DATA IN THIS EXERCISE -
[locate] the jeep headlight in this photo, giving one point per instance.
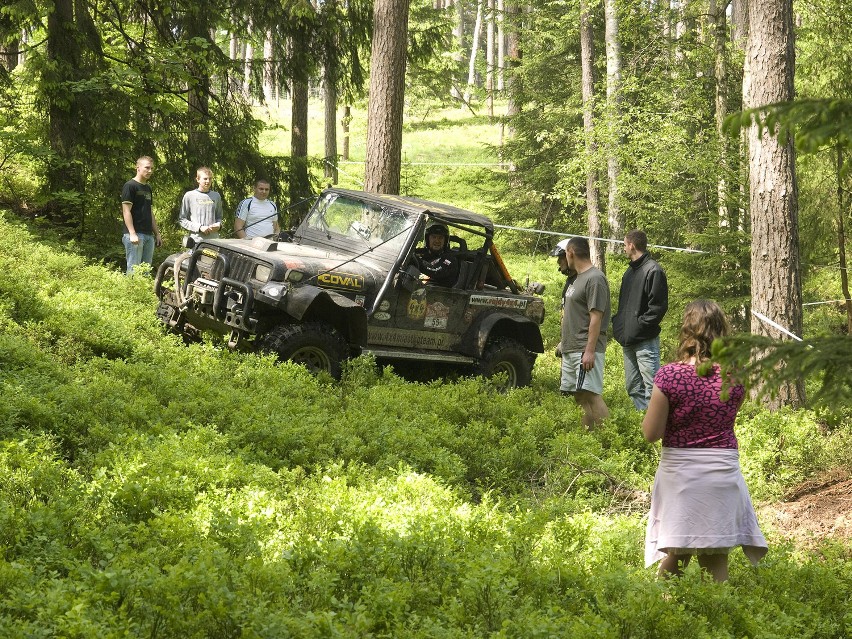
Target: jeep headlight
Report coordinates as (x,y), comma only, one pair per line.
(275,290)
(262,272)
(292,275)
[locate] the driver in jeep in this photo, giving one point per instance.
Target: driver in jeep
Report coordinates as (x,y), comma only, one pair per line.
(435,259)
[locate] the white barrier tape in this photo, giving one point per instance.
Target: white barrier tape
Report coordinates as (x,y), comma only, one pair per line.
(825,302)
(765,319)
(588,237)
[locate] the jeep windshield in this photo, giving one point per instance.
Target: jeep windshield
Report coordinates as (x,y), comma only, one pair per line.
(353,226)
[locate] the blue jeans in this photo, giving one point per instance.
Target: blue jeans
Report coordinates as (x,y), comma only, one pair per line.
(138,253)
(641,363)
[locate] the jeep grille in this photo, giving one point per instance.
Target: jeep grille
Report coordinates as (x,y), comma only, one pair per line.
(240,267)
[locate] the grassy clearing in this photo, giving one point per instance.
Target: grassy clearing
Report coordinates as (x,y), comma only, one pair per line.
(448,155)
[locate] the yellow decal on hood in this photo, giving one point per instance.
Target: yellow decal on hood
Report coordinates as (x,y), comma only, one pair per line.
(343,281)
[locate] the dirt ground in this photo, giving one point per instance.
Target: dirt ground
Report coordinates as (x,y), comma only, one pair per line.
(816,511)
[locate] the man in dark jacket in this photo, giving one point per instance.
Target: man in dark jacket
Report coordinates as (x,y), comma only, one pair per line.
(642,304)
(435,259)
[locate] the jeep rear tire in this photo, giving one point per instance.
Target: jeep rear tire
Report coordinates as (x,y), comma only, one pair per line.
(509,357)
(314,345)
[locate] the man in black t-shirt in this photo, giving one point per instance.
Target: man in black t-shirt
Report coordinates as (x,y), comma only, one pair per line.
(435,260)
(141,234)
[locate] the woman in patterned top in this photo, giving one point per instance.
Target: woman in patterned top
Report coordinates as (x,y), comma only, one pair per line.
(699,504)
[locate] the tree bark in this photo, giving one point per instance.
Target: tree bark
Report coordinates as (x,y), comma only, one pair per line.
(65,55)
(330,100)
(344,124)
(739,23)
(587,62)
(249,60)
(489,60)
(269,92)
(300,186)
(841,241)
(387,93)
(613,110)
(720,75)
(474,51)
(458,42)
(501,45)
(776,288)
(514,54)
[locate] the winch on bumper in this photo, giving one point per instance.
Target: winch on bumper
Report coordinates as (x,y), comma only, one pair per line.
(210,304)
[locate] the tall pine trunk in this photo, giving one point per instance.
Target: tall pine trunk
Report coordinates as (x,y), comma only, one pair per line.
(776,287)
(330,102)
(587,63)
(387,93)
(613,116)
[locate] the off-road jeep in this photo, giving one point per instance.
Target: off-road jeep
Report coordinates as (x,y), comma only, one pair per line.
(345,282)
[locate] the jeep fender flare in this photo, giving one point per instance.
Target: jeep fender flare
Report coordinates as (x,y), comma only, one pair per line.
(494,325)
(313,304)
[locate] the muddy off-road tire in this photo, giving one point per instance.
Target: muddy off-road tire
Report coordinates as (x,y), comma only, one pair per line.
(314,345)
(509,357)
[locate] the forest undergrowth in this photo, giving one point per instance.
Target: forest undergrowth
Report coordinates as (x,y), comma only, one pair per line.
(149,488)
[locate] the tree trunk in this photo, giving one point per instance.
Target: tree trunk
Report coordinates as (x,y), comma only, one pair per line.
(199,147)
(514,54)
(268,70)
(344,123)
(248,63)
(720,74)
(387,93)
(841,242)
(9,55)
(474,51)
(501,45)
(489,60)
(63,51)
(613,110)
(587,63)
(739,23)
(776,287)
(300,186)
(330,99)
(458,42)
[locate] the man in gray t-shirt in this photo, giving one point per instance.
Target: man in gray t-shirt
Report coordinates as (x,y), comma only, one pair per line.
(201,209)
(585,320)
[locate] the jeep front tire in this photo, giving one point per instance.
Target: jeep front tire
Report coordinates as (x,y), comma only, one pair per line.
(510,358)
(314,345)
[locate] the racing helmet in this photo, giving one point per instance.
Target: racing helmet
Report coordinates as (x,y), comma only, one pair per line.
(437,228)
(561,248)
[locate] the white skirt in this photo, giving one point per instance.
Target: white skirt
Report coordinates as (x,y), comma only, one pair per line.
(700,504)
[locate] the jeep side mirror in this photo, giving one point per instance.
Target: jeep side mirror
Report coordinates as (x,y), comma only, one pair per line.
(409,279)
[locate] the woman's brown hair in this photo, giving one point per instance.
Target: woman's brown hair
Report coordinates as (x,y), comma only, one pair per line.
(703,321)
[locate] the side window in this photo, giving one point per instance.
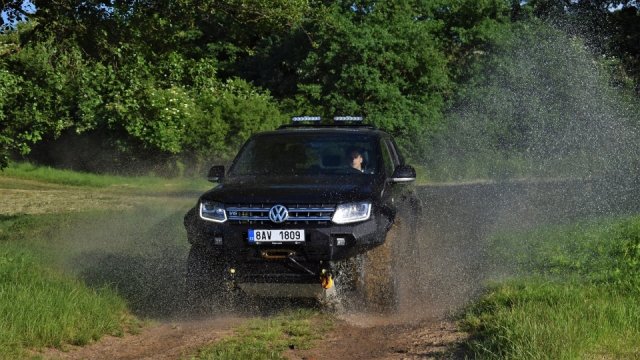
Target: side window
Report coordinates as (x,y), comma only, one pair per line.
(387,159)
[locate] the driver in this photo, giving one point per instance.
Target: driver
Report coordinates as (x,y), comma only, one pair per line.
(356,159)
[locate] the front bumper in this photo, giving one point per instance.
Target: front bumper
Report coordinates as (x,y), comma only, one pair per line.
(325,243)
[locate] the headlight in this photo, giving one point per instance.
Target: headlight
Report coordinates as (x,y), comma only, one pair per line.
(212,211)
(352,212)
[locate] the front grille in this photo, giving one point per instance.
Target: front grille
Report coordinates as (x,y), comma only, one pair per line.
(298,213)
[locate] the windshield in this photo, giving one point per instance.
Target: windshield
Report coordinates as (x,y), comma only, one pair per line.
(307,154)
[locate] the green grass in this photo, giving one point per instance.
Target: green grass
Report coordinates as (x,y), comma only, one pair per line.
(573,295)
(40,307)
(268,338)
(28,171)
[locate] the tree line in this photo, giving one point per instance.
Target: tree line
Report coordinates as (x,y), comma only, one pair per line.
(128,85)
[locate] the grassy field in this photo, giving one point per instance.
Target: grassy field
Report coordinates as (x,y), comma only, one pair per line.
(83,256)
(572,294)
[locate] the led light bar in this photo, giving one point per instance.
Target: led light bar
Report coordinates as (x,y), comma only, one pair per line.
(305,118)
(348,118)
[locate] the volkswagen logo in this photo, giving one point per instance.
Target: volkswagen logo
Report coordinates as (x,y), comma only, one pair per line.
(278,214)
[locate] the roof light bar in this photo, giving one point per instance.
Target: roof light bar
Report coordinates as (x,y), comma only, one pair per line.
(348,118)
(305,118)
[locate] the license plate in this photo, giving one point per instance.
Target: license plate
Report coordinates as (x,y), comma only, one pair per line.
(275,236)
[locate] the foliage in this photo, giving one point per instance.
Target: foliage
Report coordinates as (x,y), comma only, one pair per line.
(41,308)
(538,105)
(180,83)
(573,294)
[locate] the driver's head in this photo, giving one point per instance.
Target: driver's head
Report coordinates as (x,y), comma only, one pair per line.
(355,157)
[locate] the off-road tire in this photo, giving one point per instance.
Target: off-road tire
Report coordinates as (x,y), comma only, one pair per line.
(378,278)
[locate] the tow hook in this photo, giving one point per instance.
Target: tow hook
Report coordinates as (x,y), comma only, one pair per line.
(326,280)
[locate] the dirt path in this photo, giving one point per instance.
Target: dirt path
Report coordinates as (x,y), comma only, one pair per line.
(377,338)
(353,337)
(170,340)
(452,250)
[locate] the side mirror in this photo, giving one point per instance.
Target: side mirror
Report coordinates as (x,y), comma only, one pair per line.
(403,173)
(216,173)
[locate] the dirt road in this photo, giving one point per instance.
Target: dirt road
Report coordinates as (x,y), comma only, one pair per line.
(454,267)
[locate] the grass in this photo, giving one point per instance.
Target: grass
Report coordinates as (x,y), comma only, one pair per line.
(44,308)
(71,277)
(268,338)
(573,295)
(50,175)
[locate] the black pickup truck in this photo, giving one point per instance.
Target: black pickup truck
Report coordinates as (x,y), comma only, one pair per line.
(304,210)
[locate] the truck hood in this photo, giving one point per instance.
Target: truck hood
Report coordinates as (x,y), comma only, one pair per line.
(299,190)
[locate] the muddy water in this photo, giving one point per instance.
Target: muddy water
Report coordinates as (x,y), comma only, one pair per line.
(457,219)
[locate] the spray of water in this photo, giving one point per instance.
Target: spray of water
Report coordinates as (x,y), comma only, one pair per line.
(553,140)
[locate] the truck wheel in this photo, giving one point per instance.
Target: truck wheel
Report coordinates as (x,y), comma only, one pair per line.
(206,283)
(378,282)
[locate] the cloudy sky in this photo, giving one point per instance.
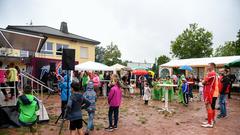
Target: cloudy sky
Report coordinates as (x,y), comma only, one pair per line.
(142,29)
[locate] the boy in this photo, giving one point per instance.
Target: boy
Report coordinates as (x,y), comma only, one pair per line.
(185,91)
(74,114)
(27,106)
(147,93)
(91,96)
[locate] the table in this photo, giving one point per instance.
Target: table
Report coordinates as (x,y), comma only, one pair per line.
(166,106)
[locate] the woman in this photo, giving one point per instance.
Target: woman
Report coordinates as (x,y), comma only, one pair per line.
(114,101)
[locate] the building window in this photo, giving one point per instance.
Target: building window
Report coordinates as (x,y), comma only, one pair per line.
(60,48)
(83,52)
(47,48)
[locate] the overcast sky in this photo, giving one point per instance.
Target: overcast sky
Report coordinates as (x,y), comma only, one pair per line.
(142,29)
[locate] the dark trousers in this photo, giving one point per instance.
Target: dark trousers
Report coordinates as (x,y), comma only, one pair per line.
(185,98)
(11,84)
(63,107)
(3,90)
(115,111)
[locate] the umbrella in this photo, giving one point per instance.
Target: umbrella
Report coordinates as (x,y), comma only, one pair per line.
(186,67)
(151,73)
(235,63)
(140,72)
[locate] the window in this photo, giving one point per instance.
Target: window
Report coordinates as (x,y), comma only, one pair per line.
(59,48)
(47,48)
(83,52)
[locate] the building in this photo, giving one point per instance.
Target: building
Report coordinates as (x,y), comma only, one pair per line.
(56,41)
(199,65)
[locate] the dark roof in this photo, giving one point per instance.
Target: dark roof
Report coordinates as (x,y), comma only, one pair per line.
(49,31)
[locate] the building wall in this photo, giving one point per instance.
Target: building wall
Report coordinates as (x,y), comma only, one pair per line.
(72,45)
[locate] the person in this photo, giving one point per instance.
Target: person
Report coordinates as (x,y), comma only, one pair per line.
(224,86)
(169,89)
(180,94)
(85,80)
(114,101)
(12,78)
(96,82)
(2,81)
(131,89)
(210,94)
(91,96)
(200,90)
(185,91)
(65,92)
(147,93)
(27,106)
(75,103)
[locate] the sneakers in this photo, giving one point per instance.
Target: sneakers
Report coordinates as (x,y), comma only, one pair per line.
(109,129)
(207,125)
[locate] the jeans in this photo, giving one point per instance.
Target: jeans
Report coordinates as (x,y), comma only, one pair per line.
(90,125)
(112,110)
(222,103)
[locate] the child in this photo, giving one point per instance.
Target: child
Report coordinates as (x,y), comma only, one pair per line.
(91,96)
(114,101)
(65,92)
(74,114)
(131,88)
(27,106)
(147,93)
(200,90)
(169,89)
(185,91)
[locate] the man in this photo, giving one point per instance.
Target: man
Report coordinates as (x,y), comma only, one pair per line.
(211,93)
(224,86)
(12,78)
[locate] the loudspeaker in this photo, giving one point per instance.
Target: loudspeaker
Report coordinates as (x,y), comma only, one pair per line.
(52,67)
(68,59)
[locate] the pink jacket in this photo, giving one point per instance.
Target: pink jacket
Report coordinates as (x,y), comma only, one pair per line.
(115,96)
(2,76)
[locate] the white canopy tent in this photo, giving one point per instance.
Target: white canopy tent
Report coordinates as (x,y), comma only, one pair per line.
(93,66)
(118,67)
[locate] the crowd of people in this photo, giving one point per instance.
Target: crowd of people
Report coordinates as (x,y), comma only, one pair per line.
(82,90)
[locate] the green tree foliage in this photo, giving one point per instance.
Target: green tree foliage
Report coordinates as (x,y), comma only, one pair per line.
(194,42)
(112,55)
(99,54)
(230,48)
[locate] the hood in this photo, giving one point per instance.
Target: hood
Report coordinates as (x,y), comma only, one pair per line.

TASK GOAL - What you give back should be only the lines of the records above, starting at the line with "Target: jeep rear tire" and ending at the line with "Target: tree bark", restated word for word.

RESPONSE TO THIS TASK -
Target: jeep rear tire
Report coordinates as (x,y), comma only, one pair per line.
(509,357)
(314,345)
[locate] the man in black t-shirt in this photo, giving one point per instance.
Target: man in black t-shirt
Report coordinates as (x,y), comma only, one pair per line.
(435,260)
(141,234)
[locate] the woman in patterned top in this photo, giving one point per instance.
Target: woman in patterned top
Report coordinates as (x,y), comma only, one pair per line.
(699,504)
[locate] the tree bark in this photo, giving one point per instance.
Target: tree bark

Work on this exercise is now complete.